- **Problem**:
Please write out everything from the line containing "Where can the large" down to the line containing "Where can the man with", with "innermost" changed to "central" and nothing else altered.

- **Data entries**:
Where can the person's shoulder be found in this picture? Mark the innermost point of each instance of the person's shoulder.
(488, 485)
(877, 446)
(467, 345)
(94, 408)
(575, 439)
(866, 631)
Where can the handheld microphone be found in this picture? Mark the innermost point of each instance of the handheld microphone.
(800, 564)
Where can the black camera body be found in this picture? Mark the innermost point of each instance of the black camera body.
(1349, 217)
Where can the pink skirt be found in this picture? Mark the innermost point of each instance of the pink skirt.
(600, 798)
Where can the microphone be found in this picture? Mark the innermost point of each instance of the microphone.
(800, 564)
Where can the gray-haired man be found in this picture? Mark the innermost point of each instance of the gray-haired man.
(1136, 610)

--

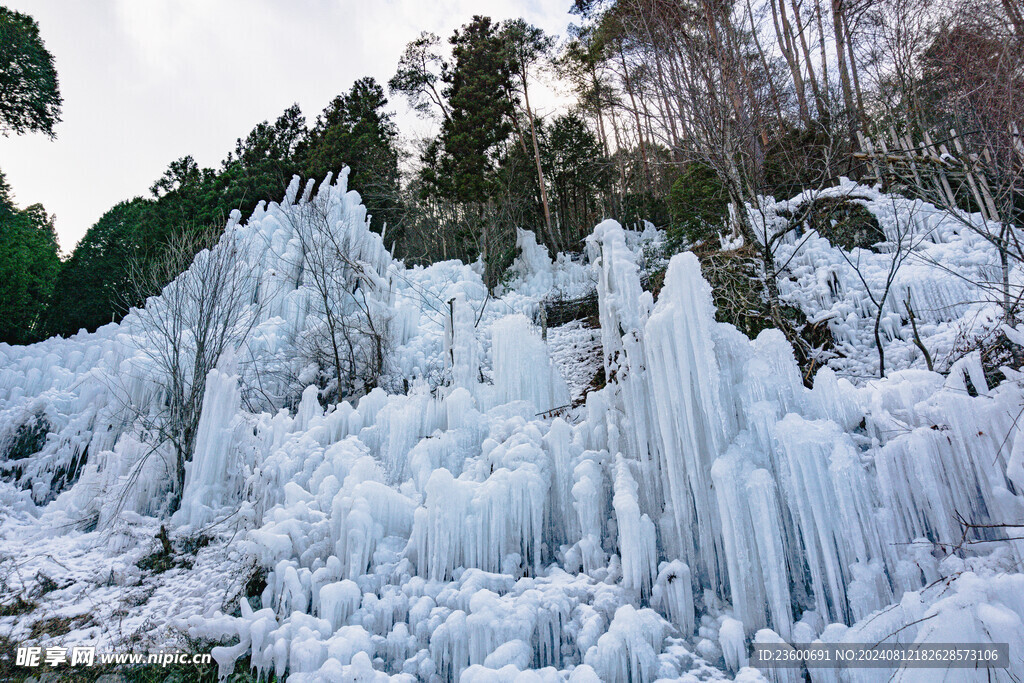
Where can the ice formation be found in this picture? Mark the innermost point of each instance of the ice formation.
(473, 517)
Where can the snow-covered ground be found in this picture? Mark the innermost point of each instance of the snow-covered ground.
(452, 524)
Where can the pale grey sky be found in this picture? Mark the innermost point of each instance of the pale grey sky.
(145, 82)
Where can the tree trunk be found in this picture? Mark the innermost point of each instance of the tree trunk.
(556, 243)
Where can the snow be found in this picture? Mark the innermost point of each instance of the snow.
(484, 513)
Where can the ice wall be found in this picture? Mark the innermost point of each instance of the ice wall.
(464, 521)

--

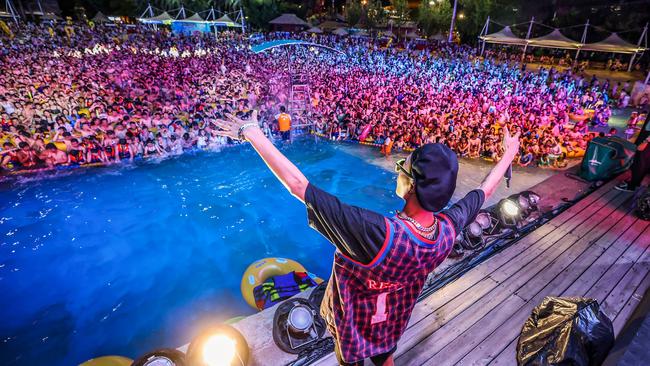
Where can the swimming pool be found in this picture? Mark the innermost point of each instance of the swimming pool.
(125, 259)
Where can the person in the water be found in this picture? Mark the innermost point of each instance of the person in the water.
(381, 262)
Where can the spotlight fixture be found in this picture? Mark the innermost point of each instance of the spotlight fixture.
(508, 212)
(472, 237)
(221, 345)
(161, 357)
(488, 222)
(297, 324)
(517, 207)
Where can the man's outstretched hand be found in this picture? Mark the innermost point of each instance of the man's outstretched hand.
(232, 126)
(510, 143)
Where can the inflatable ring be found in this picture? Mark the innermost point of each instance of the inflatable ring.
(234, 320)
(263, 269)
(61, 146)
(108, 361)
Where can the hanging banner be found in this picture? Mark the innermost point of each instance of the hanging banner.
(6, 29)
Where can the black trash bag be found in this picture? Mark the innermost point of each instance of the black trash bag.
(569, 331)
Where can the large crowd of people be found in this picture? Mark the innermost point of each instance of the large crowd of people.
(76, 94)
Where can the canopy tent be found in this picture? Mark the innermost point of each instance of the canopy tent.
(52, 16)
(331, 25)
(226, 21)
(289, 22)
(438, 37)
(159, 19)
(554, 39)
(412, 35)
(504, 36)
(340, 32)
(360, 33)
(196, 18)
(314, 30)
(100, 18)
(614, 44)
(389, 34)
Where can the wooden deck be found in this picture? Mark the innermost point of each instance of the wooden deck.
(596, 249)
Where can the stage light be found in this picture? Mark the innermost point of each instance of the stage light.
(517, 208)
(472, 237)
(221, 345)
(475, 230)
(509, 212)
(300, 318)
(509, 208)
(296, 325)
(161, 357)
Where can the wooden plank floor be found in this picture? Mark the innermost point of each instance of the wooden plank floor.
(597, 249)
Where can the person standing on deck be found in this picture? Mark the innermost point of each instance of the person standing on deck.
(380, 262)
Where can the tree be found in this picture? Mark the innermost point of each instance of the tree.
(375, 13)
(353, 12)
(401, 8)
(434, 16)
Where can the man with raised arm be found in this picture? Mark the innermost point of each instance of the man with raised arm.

- **Final result**:
Where can the large crowd of people be found in this picture? Mark the central point of each instance of the large crowd of people.
(76, 94)
Where can the canopy tent be found in this picture? Mark the central point of each instance of the canopy tent.
(52, 16)
(331, 25)
(226, 21)
(289, 22)
(438, 37)
(159, 19)
(554, 39)
(412, 35)
(504, 36)
(340, 32)
(360, 33)
(196, 18)
(314, 30)
(100, 18)
(614, 44)
(389, 34)
Where can the wooden deck be found in this picture? Mark the central point of each instance of the wooden deck.
(596, 249)
Where can the stage light be found in this picture? Mark the central point of each instance of the stage light.
(517, 208)
(472, 237)
(221, 345)
(475, 230)
(509, 212)
(300, 318)
(509, 208)
(296, 325)
(161, 357)
Where can the wooden plank floor be found in this picture? Mark the central point of each instance of the wooden plank floor.
(597, 249)
Where can the person standing on deck be found in this picture? Mark the central point of each instance of the person standing on deck.
(380, 262)
Where can the tree be found in this picture? Mark the central point of each instance of the tree.
(375, 13)
(353, 12)
(401, 8)
(434, 16)
Where can the man with raised arm be found in this picture? Mark the central point of each instance of the man with raised arm.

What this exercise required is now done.